### Brano proposto
Giugno cambia passo: il caldo frena e torna l’Atlantico
(TEMPOITALIA.IT) C’è aria di cambiamento. Fino al 10 giugno l’Italia resterà sotto una cappa più quieta, via via più calda, ma senza eccessi. A muovere le pedine è l’anticiclone delle Azzorre, quello di matrice subtropicale marittima, che allarga le sue maglie e concede a buona parte delle regioni un assaggio d’estate – quella vera, fatta di cieli tersi e pomeriggi pigri.
Poi, però, qualcosa si muove.
Tra l’11 e il 15 giugno il quadro potrebbe scombinarsi di nuovo. E qui arriva il punto interessante: per la prima volta, stasera, i principali modelli matematici previsionali parlano la stessa lingua. Tutti, o quasi, vedono una possibile ripresa delle correnti atlantiche, con più instabilità in arrivo e un nuovo cedimento termico. Non è ancora oro colato – le previsioni a media scadenza vanno prese con le pinze – ma il segnale c’è, ed è di quelli che fanno drizzare le antenne.
######
### Materiale di partenza
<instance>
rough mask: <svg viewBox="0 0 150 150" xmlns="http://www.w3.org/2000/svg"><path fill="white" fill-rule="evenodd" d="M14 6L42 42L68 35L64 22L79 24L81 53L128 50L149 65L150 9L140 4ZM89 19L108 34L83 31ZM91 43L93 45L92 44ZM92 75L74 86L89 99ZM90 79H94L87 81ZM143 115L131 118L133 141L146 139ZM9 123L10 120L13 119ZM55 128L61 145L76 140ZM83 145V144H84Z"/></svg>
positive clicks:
######
Operazioni da svolgere:
a. Ripeti parola per parola il brano, da "Tra l’11 e il" giù fino a "drizzare le antenne.".
b. Secondo il brano, quale anticiclone allarga le sue maglie sull'Italia fino al 10 giugno?
c. Elenca tutte le date di giugno citate nel brano.
Il materiale riportato sopra è indipendente dal brano.

Risposte numerate:
a.
Tra l’11 e il 15 giugno il quadro potrebbe scombinarsi di nuovo. E qui arriva il punto interessante: per la prima volta, stasera, i principali modelli matematici previsionali parlano la stessa lingua. Tutti, o quasi, vedono una possibile ripresa delle correnti atlantiche, con più instabilità in arrivo e un nuovo cedimento termico. Non è ancora oro colato – le previsioni a media scadenza vanno prese con le pinze – ma il segnale c’è, ed è di quelli che fanno drizzare le antenne.

b. L'anticiclone delle Azzorre.

c. 10 giugno, 11 giugno, 15 giugno.